◆ CHECK YOUR UNDERSTANDING
a - According to the sampling notes, above what case-control ratio is there little gain in efficiency, unless control data is obtained at no cost?
b - Reproduce the sampling notes from "Hospital, community, neighborhood, friend, dead, and" to "are the same.".
c - In the sampling notes, turn the paragraph beginning "Cases are sourced from clinical records" into a list.

◆ EXCERPTED TEXT
§

A fixed number to be selected from each category is fixed in advance.

Each interviewer is given instructions about certain characteristics such as age, sex, SES and is asked to select fixed numbers for each category corresponding to the category's proportion in the population.

This method is systematic at the level of the investigator but very subjective at the level of the interviewer.


QUOTA  SAMPLING, con’t…

Bias is likely in quota sampling. The method cannot ensure that the sample is representative of the population.

It is also not possible to think of all the relevant categories and their classifications in advance to enable correct categorization and determination of the proportions to be selected from each category. It is too expensive to carry out a preliminary study for the sole purpose of determining the categories.


RANDOMIZATION

Randomization in experimental studies e.g. clinical trials.

Randomization is not random sampling.

In randomization you start with one group and randomly divide it up into two or more groups that are compared.

You must choose your sample before randomization.


EPIDEMIOLOGICAL  SAMPLING

Epidemiological samples involve random sampling of human populations.

There are basically three types of sampling schemes: 

o cross-sectional, 

o case-control, 

o follow-up or cohort.


RECRUITMENT for CROSS-SECTIONAL  STUDIES

Sampling methods can be simple random sampling, cluster sampling, systematic sampling, and multi-stage sampling. The sample size is determined using specific formulas.

Cases are identified from clinical examinations, interviews, or clinical records.

Data is collected by clinical examination, questionnaires, personal interview, and review of clinical records.


RECRUITMENT for CASE CONTROL STUDIES

The source population for cases and controls must be the same. 

Cases are sourced from clinical records, hospital discharge records, disease registries, data from surveillance programs, employment records, and death certificates.

Cases are either all cases of a disease or a sample thereof.

Only incident cases (new cases) are selected.

Controls must be from the same population base as the cases and must be like cases in everything except having the disease being studied.


RECRUITMENT for CASE CONTROL STUDIES, con’t…

Information comparability between the case series and the control series must be assured.

Hospital, community, neighborhood, friend, dead, and relative controls are used.

There is little gain in efficiency beyond a 1:2 case-control ratio unless control data is obtained at no cost.


RECRUITMENT   for   FOLLOW  UP STUDIES

A sample is taken from the exposed and another sample is taken from the unexposed. Both the exposed and unexposed samples are followed for the appearance of the disease.

The study cohort is from special exposure groups, such as factory workers, or groups offering special resources, such as health insurance subscribers. Groups are the same.

§

(Data extracted from a collection)
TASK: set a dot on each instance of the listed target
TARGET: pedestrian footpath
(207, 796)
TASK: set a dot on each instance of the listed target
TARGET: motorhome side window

§

◆ ANSWERS TO THE TASKS
a - There is little gain in efficiency beyond a 1:2 case-control ratio.

b -
Hospital, community, neighborhood, friend, dead, and relative controls are used.

There is little gain in efficiency beyond a 1:2 case-control ratio unless control data is obtained at no cost.


RECRUITMENT   for   FOLLOW  UP STUDIES

A sample is taken from the exposed and another sample is taken from the unexposed. Both the exposed and unexposed samples are followed for the appearance of the disease.

The study cohort is from special exposure groups, such as factory workers, or groups offering special resources, such as health insurance subscribers. Groups are the same.

c -
Cases are sourced from:
- clinical records
- hospital discharge records
- disease registries
- surveillance program data
- employment records
- death certificates